┌─ Exercise materials
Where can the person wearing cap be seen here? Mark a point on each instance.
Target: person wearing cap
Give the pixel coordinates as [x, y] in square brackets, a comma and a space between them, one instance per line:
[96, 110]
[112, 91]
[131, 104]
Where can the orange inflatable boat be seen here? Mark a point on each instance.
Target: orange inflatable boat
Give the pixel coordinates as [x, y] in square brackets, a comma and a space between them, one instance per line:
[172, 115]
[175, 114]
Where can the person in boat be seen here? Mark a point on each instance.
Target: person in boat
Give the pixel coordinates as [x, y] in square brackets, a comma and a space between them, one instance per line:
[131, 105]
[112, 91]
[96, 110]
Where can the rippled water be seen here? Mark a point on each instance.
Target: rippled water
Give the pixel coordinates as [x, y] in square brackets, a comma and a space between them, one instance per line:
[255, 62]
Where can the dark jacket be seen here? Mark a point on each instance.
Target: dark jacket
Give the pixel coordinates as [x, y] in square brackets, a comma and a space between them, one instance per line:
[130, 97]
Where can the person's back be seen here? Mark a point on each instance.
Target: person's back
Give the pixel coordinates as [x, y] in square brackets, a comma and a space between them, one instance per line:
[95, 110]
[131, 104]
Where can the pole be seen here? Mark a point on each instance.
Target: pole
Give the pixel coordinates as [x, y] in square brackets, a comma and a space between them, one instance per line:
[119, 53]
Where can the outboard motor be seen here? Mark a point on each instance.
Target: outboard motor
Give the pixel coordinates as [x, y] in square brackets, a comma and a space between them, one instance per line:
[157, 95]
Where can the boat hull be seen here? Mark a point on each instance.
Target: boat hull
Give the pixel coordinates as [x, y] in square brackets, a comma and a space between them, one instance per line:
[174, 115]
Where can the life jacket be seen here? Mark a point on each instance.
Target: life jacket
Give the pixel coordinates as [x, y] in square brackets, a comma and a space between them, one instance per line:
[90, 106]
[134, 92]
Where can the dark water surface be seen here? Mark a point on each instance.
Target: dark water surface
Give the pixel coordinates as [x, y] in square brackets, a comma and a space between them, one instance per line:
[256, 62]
└─
§ Work to do:
Each record should come back exactly as written.

§ Written answer:
Where can the person wearing cap be seen here? Mark a point on each instance.
Target: person wearing cap
Give the pixel coordinates as [x, y] in square brackets, a comma and a space between them, one instance per line:
[96, 110]
[112, 91]
[131, 104]
Where can the orange inflatable boat be seen here? Mark a point on each instance.
Target: orange inflatable boat
Give the pixel coordinates as [x, y] in square brackets, a comma and a space between them, one instance per line:
[172, 115]
[175, 114]
Where can the person in boat be seen here? Mark a point on each instance.
Target: person in boat
Give the pixel coordinates as [x, y] in square brackets, a comma and a space between them, one instance per line:
[131, 105]
[112, 91]
[96, 110]
Where can the rippled water be seen here? Mark a point on each instance.
Target: rippled water
Give the pixel coordinates as [x, y] in square brackets, a comma and a space between them, one instance per line:
[255, 62]
Where can the dark jacket be seen here? Mark a point on each instance.
Target: dark jacket
Give the pixel coordinates as [x, y] in square brackets, a comma and a space between them, one instance per line:
[130, 97]
Where can the person's back be seen here? Mark a point on each instance.
Target: person's back
Give the pixel coordinates as [x, y] in square brackets, a comma and a space between them, one instance per line:
[95, 110]
[131, 104]
Where can the pole be seen here? Mark a point on each instance.
Target: pole
Give the pixel coordinates as [x, y] in square brackets, a comma and a space between them, one instance per line:
[119, 53]
Where can the outboard motor be seen here? Mark a point on each instance.
Target: outboard motor
Give the pixel coordinates as [x, y] in square brackets, a comma and a space between them, one instance per line:
[157, 95]
Where can the boat hull be seen here? Mark a point on each instance.
Target: boat hull
Give the pixel coordinates as [x, y] in square brackets, a comma and a space between them, one instance per line:
[174, 115]
Where can the life jacket be seen here? Mark a point on each instance.
Target: life jacket
Give the pixel coordinates as [x, y] in square brackets, a comma and a space between them, one instance per line:
[90, 106]
[134, 92]
Where can the dark water surface be seen here? Mark a point on each instance.
Target: dark water surface
Give the pixel coordinates as [x, y] in square brackets, a comma and a space between them, one instance per line:
[256, 62]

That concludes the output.